» TASK TO COMPLETE: Output the data in full. Keep every word exact and exclude the pictures.

» INFORMATION SHOWN:
--- START ---

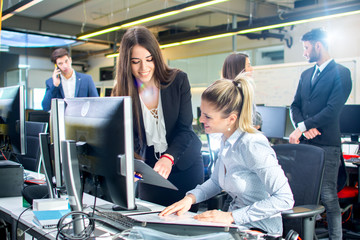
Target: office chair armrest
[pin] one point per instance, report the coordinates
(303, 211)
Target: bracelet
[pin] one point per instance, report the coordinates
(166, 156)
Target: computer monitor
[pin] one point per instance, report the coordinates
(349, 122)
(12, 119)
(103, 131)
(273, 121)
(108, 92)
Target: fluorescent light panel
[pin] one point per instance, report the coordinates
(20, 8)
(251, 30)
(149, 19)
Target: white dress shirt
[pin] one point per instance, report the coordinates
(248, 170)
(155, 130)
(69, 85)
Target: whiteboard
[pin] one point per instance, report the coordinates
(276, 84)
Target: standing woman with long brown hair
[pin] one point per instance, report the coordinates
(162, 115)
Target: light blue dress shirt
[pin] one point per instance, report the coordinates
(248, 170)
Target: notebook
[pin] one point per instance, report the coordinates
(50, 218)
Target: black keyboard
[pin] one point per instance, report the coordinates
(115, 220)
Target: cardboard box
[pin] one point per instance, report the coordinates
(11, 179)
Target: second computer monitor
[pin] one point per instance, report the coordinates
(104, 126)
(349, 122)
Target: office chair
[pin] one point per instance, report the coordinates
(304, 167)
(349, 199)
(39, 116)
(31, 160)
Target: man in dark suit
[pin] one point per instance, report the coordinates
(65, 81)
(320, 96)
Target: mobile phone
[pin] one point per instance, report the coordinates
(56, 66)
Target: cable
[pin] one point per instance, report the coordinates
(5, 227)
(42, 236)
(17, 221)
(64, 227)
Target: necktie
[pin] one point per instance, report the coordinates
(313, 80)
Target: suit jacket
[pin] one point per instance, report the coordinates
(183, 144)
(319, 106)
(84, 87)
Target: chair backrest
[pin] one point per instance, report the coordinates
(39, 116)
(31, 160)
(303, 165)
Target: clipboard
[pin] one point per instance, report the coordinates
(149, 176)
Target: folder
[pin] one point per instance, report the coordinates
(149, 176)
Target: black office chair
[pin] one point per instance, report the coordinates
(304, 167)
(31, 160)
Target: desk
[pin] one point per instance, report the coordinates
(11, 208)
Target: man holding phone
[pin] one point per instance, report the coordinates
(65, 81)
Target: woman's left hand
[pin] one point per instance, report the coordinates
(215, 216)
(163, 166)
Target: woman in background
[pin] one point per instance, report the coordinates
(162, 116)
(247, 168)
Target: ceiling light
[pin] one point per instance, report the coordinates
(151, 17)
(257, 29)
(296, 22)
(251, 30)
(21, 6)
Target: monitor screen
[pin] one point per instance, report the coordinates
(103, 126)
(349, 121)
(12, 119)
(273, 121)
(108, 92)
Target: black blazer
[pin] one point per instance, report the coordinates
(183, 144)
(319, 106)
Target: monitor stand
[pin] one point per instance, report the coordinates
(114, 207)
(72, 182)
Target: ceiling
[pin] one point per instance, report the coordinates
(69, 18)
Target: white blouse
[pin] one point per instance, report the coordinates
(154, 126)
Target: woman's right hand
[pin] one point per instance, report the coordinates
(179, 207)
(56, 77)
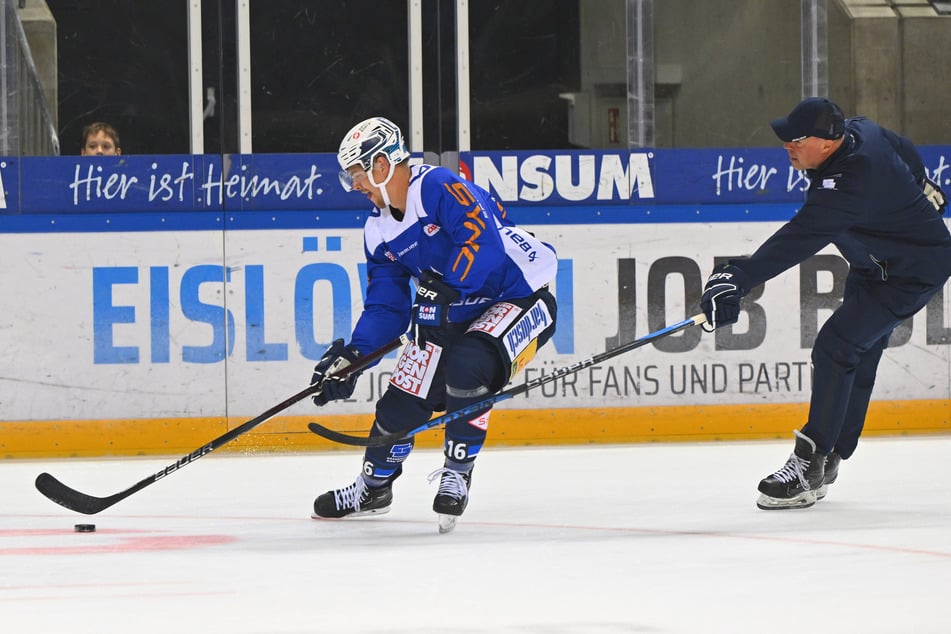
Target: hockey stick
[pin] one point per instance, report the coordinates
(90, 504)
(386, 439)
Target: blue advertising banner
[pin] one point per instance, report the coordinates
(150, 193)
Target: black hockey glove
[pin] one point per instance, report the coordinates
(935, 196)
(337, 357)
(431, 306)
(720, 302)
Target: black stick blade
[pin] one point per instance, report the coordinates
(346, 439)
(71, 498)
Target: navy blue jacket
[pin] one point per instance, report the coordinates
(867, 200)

--- END ---

» ANSWER:
Target: office chair armrest
[pin] one point per instance, report the coordinates
(303, 211)
Target: bracelet
[pin] one point per instance, report the coordinates
(166, 156)
Target: computer monitor
[pin] one point per instance, report the coordinates
(349, 122)
(12, 119)
(103, 131)
(273, 121)
(108, 92)
Target: fluorescent light panel
[pin] one point per instance, report the coordinates
(20, 8)
(251, 30)
(149, 19)
Target: white dress shirt
[pin] one point per instance, report the coordinates
(248, 170)
(155, 130)
(69, 85)
Target: whiteboard
[pin] one point per instance, report the coordinates
(276, 84)
Target: standing woman with long brown hair
[pin] one point per instance, report the coordinates
(162, 115)
Target: light blue dress shirt
[pin] one point per instance, report the coordinates
(248, 170)
Target: notebook
[pin] one point per instance, report the coordinates
(50, 218)
Target: black keyboard
[pin] one point per instance, report the coordinates
(115, 220)
Target: cardboard box
[pin] one point per instance, report the coordinates
(11, 179)
Target: second computer monitor
[pin] one point per instance, report the coordinates
(104, 126)
(349, 122)
Target: office chair
[pin] one point per instance, report the coordinates
(304, 167)
(349, 199)
(39, 116)
(31, 160)
Target: man in dark suit
[pin] one point per instance, report the coordinates
(65, 81)
(320, 96)
Target: mobile phone
[pin] one point per instance, report the coordinates
(56, 66)
Target: cable
[pin] one point per instance, report the coordinates
(5, 227)
(42, 236)
(17, 221)
(64, 227)
Target: necktie
[pin] one point per instance, report the coordinates
(313, 80)
Target: suit jacket
[pin] one point per instance, report the coordinates
(183, 144)
(319, 106)
(84, 87)
Target: chair backrest
[pin] one point per instance, report the coordinates
(39, 116)
(31, 160)
(303, 165)
Target: clipboard
[pin] one point per instance, report the coordinates
(149, 176)
Target: folder
[pin] one point per instance, report the coordinates
(149, 176)
Target: black office chair
[pin] one point per instance, report the coordinates
(304, 167)
(31, 160)
Target: desk
[pin] one point per instance, report the coordinates
(11, 208)
Target: man holding phone
[pin] one point per instance, report the coordinates
(65, 81)
Target: woman's left hand
[pin] one point per instance, report the coordinates
(215, 216)
(163, 166)
Target: woman in background
[pin] one point per instance, report the coordinates
(162, 116)
(247, 168)
Target: ceiling light
[pin] one point per instance, report the coordinates
(151, 17)
(257, 29)
(296, 22)
(251, 30)
(21, 6)
Target: monitor screen
[pin] one point per instance, report the coordinates
(103, 126)
(349, 121)
(12, 119)
(273, 121)
(108, 92)
Target: black blazer
[pin] one point per instance, report the coordinates
(183, 144)
(319, 106)
Target: monitor stand
[pin] one point per instance, report the coordinates
(114, 207)
(72, 182)
Target: ceiling
[pin] one point per instance, report the coordinates
(69, 18)
Target: white blouse
[pin] one point per instance, report the coordinates
(154, 126)
Target: woman's right hand
[pin] one point per instance, report the coordinates
(179, 207)
(56, 77)
Target: hockey stick
[pin] one point per instance, report the coordinates
(90, 504)
(386, 439)
Target: blue advertising banner
[pin] one point per instance, report the coordinates
(150, 193)
Target: black hockey glove
[pin] one point per instance, report the coordinates
(935, 196)
(337, 357)
(431, 306)
(720, 302)
Target: black stick blade
[pin] one point per instance, report the coordinates
(346, 439)
(71, 498)
Target: navy blue jacket
[pin] one point per instance, report the coordinates
(867, 200)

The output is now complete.